Search the material for "cloud" and copy each line in which it is found.
*** Opening Raw data ***
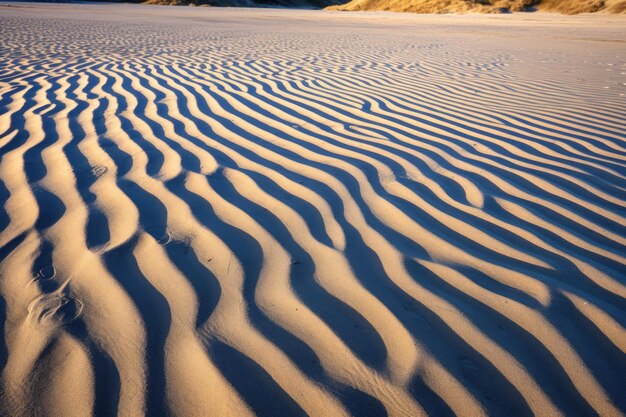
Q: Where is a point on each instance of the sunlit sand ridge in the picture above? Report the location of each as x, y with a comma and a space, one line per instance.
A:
264, 212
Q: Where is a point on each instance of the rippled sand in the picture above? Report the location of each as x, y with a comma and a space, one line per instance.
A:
215, 212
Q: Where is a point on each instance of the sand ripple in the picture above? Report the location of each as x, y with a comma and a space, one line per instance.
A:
200, 220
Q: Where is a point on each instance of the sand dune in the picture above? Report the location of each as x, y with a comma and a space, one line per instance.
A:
485, 6
272, 212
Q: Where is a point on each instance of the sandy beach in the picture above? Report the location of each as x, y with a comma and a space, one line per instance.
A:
231, 212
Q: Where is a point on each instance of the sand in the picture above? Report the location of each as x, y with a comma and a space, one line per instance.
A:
230, 212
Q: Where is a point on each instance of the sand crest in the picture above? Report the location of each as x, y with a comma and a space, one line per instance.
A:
269, 212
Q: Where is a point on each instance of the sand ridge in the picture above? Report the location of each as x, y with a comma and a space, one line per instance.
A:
273, 212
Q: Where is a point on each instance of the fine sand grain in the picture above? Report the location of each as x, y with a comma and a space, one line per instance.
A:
231, 212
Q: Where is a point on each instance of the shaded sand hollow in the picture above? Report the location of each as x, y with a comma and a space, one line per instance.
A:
222, 212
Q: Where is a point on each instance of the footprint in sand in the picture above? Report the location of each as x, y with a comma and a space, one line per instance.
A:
53, 310
98, 170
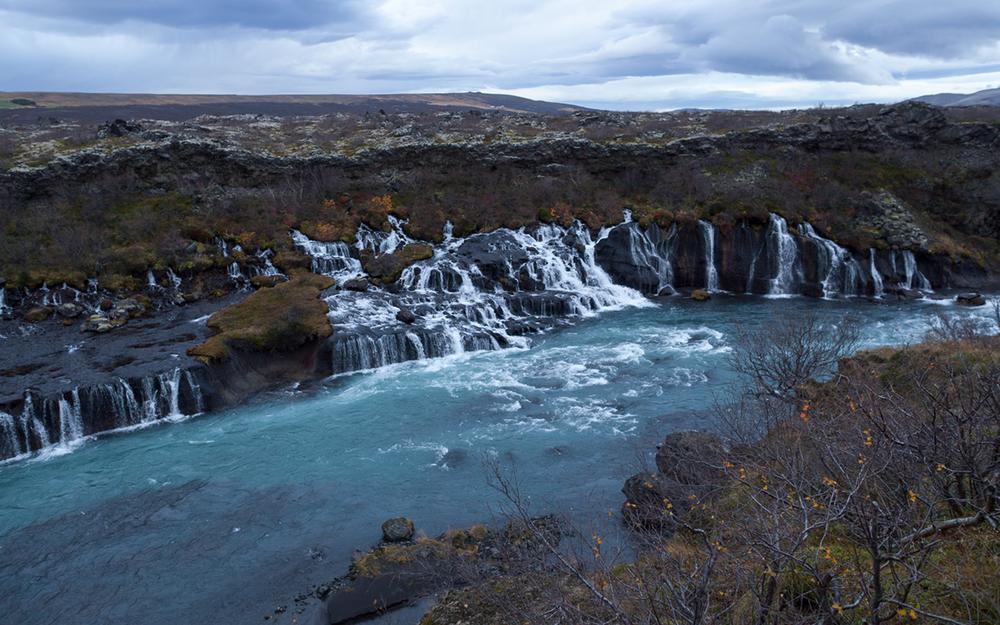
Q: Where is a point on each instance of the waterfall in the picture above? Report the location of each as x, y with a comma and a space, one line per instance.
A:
10, 443
70, 418
199, 400
481, 292
170, 384
877, 285
912, 276
786, 256
331, 259
380, 242
839, 270
268, 268
106, 407
30, 420
175, 280
708, 238
236, 275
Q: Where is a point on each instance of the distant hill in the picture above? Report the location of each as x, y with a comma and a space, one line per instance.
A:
98, 107
986, 97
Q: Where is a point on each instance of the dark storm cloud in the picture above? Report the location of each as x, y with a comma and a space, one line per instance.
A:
944, 29
728, 51
263, 14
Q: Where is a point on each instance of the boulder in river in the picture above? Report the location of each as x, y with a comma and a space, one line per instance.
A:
397, 530
355, 284
69, 310
970, 299
37, 313
97, 323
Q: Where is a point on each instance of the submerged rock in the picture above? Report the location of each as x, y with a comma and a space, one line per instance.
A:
97, 323
397, 530
37, 313
355, 284
69, 310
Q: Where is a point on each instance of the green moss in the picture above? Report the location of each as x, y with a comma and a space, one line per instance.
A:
280, 318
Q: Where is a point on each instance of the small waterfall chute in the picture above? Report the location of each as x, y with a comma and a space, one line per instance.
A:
878, 287
708, 241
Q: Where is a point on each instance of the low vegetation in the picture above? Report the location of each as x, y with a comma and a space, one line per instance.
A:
870, 498
278, 318
345, 170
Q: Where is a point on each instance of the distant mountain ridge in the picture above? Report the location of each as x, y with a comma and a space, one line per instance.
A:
97, 107
986, 97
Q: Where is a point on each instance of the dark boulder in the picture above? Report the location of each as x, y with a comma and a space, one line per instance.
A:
397, 530
266, 282
970, 299
355, 284
691, 457
37, 313
117, 128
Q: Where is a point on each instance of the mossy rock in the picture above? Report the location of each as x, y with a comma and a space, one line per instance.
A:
287, 260
38, 313
387, 268
281, 318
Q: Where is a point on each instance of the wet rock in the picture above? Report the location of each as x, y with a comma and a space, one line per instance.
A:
397, 530
355, 284
117, 128
37, 313
903, 292
970, 299
691, 457
453, 458
69, 310
97, 323
405, 316
265, 282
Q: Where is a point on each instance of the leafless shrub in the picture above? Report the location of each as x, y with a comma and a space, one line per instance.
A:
945, 327
780, 358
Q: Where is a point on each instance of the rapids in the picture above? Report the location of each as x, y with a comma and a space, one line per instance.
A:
222, 517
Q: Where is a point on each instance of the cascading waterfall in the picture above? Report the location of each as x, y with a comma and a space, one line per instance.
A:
10, 443
708, 238
783, 281
175, 280
383, 242
913, 279
70, 418
116, 405
267, 268
333, 259
546, 271
840, 272
878, 287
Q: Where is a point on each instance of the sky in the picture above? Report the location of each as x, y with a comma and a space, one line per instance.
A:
625, 54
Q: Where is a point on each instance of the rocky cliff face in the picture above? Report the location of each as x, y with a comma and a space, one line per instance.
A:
740, 212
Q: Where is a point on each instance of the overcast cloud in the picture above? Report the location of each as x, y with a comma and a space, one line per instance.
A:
629, 54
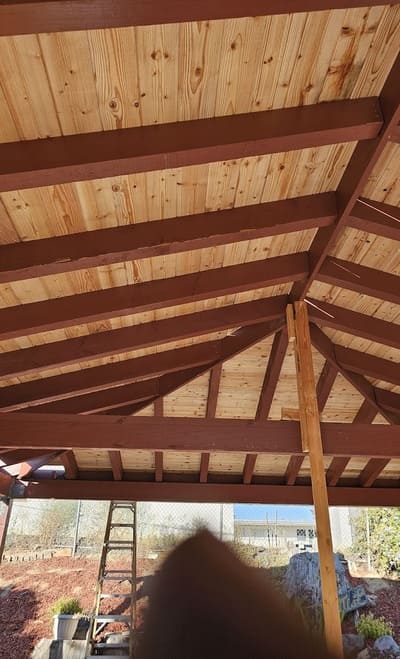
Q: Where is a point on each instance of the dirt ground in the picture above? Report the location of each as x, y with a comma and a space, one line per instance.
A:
28, 590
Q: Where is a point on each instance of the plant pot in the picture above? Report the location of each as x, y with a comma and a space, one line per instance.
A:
64, 626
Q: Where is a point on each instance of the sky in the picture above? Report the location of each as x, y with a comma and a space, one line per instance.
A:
259, 512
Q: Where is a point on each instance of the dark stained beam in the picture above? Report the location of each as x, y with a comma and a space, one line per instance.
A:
34, 16
362, 162
159, 407
213, 389
159, 466
325, 383
336, 469
116, 465
366, 413
36, 163
99, 432
372, 471
45, 390
60, 313
366, 364
100, 401
95, 346
293, 468
249, 465
204, 464
325, 346
69, 463
361, 279
275, 361
233, 344
375, 217
26, 468
207, 492
89, 249
352, 322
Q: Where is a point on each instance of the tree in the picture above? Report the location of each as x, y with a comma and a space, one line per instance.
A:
384, 537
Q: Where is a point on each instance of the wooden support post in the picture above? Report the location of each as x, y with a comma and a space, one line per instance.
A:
311, 440
5, 513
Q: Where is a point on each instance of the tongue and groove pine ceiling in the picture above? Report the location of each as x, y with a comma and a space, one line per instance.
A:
170, 179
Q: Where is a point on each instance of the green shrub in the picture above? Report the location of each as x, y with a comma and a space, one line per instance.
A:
66, 607
373, 628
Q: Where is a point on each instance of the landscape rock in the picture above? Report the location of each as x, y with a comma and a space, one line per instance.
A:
353, 644
365, 654
386, 644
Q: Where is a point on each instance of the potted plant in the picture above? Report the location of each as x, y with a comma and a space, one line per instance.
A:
66, 614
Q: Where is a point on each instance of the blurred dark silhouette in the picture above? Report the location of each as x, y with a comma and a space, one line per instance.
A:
206, 604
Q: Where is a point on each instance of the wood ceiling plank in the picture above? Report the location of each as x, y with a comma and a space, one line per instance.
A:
207, 492
38, 431
94, 155
360, 278
95, 346
374, 217
274, 367
355, 176
89, 249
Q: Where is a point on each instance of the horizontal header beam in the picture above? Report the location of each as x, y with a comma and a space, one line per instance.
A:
89, 249
205, 492
35, 16
36, 163
63, 312
95, 346
71, 431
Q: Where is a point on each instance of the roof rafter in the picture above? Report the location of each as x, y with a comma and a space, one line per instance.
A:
59, 313
327, 348
94, 346
352, 322
87, 156
364, 158
274, 367
99, 432
377, 218
206, 492
88, 249
360, 279
62, 15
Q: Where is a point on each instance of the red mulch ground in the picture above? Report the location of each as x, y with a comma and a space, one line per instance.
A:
28, 591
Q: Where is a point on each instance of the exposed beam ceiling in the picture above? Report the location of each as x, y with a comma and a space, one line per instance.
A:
378, 398
88, 249
41, 431
60, 313
18, 17
206, 492
352, 322
361, 279
363, 160
95, 346
35, 163
377, 218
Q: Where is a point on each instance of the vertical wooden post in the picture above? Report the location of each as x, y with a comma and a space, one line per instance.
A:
5, 514
312, 442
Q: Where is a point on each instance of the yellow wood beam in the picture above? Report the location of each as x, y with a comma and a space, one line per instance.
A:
311, 441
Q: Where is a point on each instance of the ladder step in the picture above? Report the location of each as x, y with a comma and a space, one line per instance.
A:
104, 596
101, 618
116, 578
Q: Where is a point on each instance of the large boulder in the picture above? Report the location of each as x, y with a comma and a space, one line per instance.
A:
387, 644
353, 644
303, 579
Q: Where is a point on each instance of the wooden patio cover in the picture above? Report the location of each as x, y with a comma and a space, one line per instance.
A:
172, 176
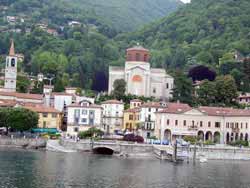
*** Closing Raw data ***
**Result for this task:**
Q: Where is a point on each instance of the dark storm cloud in the picture above? Report the location of each as x, y with a comma and a space, one line per instance.
Q: Where is a point on each instance of the overcast cloud in the picture above? Report the location of each as x, y with a comma and a space, one line per instance.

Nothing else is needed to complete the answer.